**Given task**
Reproduce every row below verbatim, changing only each occurrence of "bounding rectangle" to "bounding box".

**Dataset entries**
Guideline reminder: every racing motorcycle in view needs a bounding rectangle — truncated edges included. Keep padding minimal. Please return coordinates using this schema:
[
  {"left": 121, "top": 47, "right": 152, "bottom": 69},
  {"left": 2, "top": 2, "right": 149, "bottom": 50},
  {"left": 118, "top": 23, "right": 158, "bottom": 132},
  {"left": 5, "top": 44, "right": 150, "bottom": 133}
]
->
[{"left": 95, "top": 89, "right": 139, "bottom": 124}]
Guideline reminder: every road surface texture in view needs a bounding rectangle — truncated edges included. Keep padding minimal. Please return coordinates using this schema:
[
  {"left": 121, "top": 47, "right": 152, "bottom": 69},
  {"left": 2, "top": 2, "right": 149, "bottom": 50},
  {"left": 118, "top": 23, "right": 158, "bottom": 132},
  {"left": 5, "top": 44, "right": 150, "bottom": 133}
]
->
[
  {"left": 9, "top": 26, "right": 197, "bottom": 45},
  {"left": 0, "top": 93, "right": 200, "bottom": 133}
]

**Finished task**
Guideline reminder: every racing motorcycle in view needs a bounding box — truncated edges included. Keep padding minimal. Please return coordinates using this schema:
[
  {"left": 121, "top": 47, "right": 152, "bottom": 69},
  {"left": 2, "top": 2, "right": 149, "bottom": 50},
  {"left": 118, "top": 23, "right": 158, "bottom": 132},
  {"left": 5, "top": 44, "right": 150, "bottom": 133}
]
->
[{"left": 95, "top": 89, "right": 139, "bottom": 124}]
Guideline reminder: every road surface texture in view needs a bounding box — truncated edges included. Keep padding minimal. Please return coordinates using this schema:
[
  {"left": 121, "top": 47, "right": 152, "bottom": 69},
  {"left": 2, "top": 2, "right": 149, "bottom": 50},
  {"left": 118, "top": 23, "right": 158, "bottom": 132},
  {"left": 5, "top": 44, "right": 150, "bottom": 133}
]
->
[
  {"left": 9, "top": 26, "right": 197, "bottom": 45},
  {"left": 0, "top": 93, "right": 200, "bottom": 133}
]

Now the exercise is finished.